* **Required work**:
a) In the passage on non-euclidean geometry, what surface does the postulate that no parallel line can pass through a given point yield a geometry on?
b) Decide whether each statement agrees with the passage on non-euclidean geometry, answering yes or no and quoting the deciding words: (i) On a sphere, a line is a segment of a great circle. (ii) The predecessors of the non-euclidean geometers had several constructs for the shortest distance between two points. (iii) The analysis calls for four fundamental constructs.

The modified postulate that many lines parallel to a given line can pass through a given external point turns out to yield a geometry defined on a pseudo-sphere (a surface of constant "negative" curvature) rather than on a plane. Here the construct of line (or "straight line") comes to signify a segment with a "negative" curvature equal in value to the curvature of the pseudo-sphere. On a pseudo-sphere, more than one line parallel to a given line can pass through a given external point. The modified postulate that no line parallel to a given line can pass through a given point turns out to yield a geometry defined on the surface of a sphere rather than on a plane. Here the construct of line (or "straight line") comes to signify a segment with a "positive" curvature equal in value to the curvature of the sphere, namely, a segment of a great circle. On a sphere, all great circles intersect: parallel lines cannot exist.


The achievements of the non-euclidean geometers leave a curiously diversified situation. Their predecessors had one and only one mathematical construct of "the shortest distance between two points," and could regard as valid the identity-statement (special case of Aristotle's Law of Identity):


A line is a line. [1]


Their peers and successors, however, have at least three mathematical constructs for "the shortest distance between two points." Further, they have a totally unexpected new construct -- namely, the "space" (planar, spherical or pseudo-spherical), or more generally, the setting -- to specify before they can posit a line or other geometrical figure. In the newer, diversified situation, the construct of line qualifies as incomplete until after the setting for it gets specified. In other words, the generally valid statement about the GENERAL construct of line negates Identity, holding that:


A line IS NOT a line. [2]


After all, if nobody has previously specified one "space" or another as the setting for this proposition, nothing prevents the substitution of one "kind" of line on one side of the negated copula and another on the other, converting [2] into the following, "obviously" correct proposition:


A (planar) line IS NOT a (spherical) line. [2a]


Moreover, we no longer regard even a "straight line" quite as we used to: we now describe it as "a segment having a radius of curvature infinitely great." While few of us may actually use such terms, many of us use the results, for instance, in Great Circle airline routes, etc.




The outre' expression [2] -- a statement of Non-identity rather than Identity -- does provide a way of summarizing these revolutionary ideas so as to make them appear as deviations from earlier viewpoints. But more important, it also opens up a way of specifying, both logically and psychologically, just HOW an innovator arrives at an innovation. To finish this job, we need four fundamental constructs to use in our analysis: namely, the logic of opposites; the Sapir-Whorf-Korzybski principle; a logically and empirically satisfactory way of handling the apparently 'purposive' activities of living systems; and a way of characterizing the environment unique to humans. After presenting these constructs, we shall use them to discuss four aspects of the process of innovating: the perceptual, the feelingful, the logical and the linguistic.

* **Supplied data**:
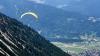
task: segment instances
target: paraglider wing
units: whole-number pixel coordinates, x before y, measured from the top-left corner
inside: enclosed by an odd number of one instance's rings
[[[25,16],[25,15],[32,15],[32,16],[34,16],[36,19],[38,19],[38,15],[35,14],[34,12],[26,12],[26,13],[23,13],[23,14],[21,15],[20,18],[23,18],[23,16]]]

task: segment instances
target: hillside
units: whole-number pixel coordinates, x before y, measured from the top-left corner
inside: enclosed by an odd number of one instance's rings
[[[70,56],[35,30],[0,13],[0,56]]]

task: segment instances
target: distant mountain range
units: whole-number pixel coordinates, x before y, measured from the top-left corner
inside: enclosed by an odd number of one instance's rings
[[[34,29],[0,13],[0,56],[70,56]]]

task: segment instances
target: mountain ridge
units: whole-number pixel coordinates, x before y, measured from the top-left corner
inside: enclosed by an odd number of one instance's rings
[[[0,13],[0,55],[70,56],[35,30]]]

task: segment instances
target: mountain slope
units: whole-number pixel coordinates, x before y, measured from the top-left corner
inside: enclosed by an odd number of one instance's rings
[[[35,30],[0,13],[1,56],[70,56]]]

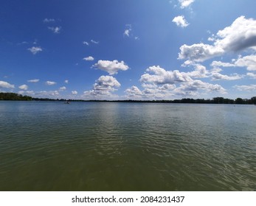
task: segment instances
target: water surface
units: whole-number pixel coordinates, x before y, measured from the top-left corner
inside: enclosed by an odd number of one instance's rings
[[[0,101],[0,191],[256,191],[253,105]]]

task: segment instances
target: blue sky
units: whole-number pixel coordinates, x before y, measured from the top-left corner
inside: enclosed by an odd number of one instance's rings
[[[79,99],[256,96],[255,0],[3,0],[0,91]]]

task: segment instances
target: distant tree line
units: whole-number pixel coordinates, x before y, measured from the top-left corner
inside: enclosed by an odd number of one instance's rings
[[[65,99],[33,98],[29,96],[22,96],[15,93],[0,93],[0,100],[18,101],[61,101],[61,102],[137,102],[137,103],[190,103],[190,104],[256,104],[256,96],[251,99],[237,98],[236,99],[225,99],[224,97],[214,97],[212,99],[181,99],[174,100],[81,100]]]

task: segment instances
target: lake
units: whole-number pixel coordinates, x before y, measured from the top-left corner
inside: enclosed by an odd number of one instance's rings
[[[0,101],[0,191],[256,191],[256,107]]]

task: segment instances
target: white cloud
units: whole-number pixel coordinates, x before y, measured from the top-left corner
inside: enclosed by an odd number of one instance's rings
[[[94,58],[91,56],[89,56],[87,57],[84,57],[83,60],[86,61],[93,61]]]
[[[198,94],[198,90],[202,90],[207,92],[217,92],[226,93],[226,90],[219,85],[212,85],[204,82],[201,80],[193,80],[184,82],[177,88],[174,91],[176,95],[179,96],[195,96]]]
[[[63,91],[63,90],[66,90],[66,87],[61,87],[61,88],[59,88],[60,91]]]
[[[21,90],[27,90],[29,88],[29,87],[26,85],[20,85],[18,87],[18,88]]]
[[[28,82],[36,83],[39,82],[39,79],[30,79],[27,80]]]
[[[59,34],[60,32],[61,26],[48,26],[48,29],[51,30],[55,34]]]
[[[181,8],[184,9],[190,6],[195,0],[179,0],[179,2],[181,4]]]
[[[226,52],[255,48],[255,46],[256,21],[241,16],[235,20],[231,26],[218,32],[215,35],[213,45],[196,43],[181,46],[179,59],[203,62]]]
[[[151,66],[147,68],[146,71],[148,73],[146,73],[141,77],[140,82],[147,84],[175,84],[176,82],[182,82],[192,80],[192,79],[185,73],[181,73],[178,70],[165,71],[159,65]]]
[[[120,83],[116,78],[111,76],[101,76],[95,81],[91,90],[84,92],[84,96],[94,98],[111,96],[112,93],[120,86]]]
[[[246,67],[248,71],[256,71],[256,55],[238,58],[235,62],[235,65],[240,67]]]
[[[251,72],[248,72],[248,73],[246,74],[246,75],[247,75],[248,77],[252,77],[252,79],[256,79],[256,74],[253,74],[253,73],[251,73]]]
[[[128,98],[140,98],[142,96],[142,92],[136,87],[132,86],[130,88],[128,88],[125,91]]]
[[[225,93],[226,90],[219,85],[212,85],[196,78],[208,77],[210,72],[199,64],[193,65],[195,71],[192,72],[180,72],[178,70],[166,71],[159,66],[151,66],[146,70],[146,74],[142,75],[140,82],[145,88],[140,90],[133,86],[125,90],[128,98],[139,97],[143,99],[163,99],[174,96],[195,96],[199,91],[215,92]]]
[[[244,77],[244,75],[233,74],[231,76],[224,75],[217,72],[212,74],[212,80],[238,80]]]
[[[91,40],[91,42],[93,43],[95,43],[95,44],[98,44],[99,43],[99,41],[94,40],[93,39]]]
[[[129,37],[131,31],[131,29],[125,29],[125,32],[123,32],[124,36]]]
[[[55,82],[46,81],[45,84],[48,86],[52,86],[56,85],[57,83]]]
[[[176,25],[179,27],[187,27],[189,24],[187,23],[187,20],[184,18],[184,15],[179,15],[175,17],[173,19],[173,22],[176,24]]]
[[[234,64],[232,63],[223,63],[221,61],[213,61],[211,64],[211,66],[212,67],[232,67],[232,66],[235,66]]]
[[[234,88],[241,91],[255,91],[256,90],[256,85],[235,85]]]
[[[211,65],[213,67],[246,67],[248,71],[256,71],[256,55],[239,57],[238,60],[232,60],[232,63],[213,61]]]
[[[44,19],[43,20],[43,21],[44,21],[44,23],[55,22],[55,20],[54,18],[44,18]]]
[[[99,60],[93,67],[108,72],[110,75],[117,74],[118,71],[126,71],[129,67],[125,64],[124,61],[118,62],[118,60]]]
[[[11,85],[7,82],[0,81],[0,88],[8,88],[8,89],[13,89],[15,87],[13,85]]]
[[[187,72],[187,75],[193,78],[206,78],[209,77],[210,72],[207,70],[204,65],[201,64],[192,64],[195,70],[190,72]]]
[[[207,59],[222,54],[222,48],[204,43],[196,43],[191,46],[182,45],[179,53],[179,59],[188,59],[195,62],[203,62]]]
[[[38,52],[43,51],[43,49],[40,46],[32,46],[31,48],[27,49],[27,50],[30,51],[32,54],[36,54]]]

* **Solutions to the problems**:
a) It yields a geometry on the surface of a sphere.

b)
(i) Yes: "namely, a segment of a great circle."
(ii) No: "one and only one mathematical construct"
(iii) Yes: "we need four fundamental constructs to use in our analysis"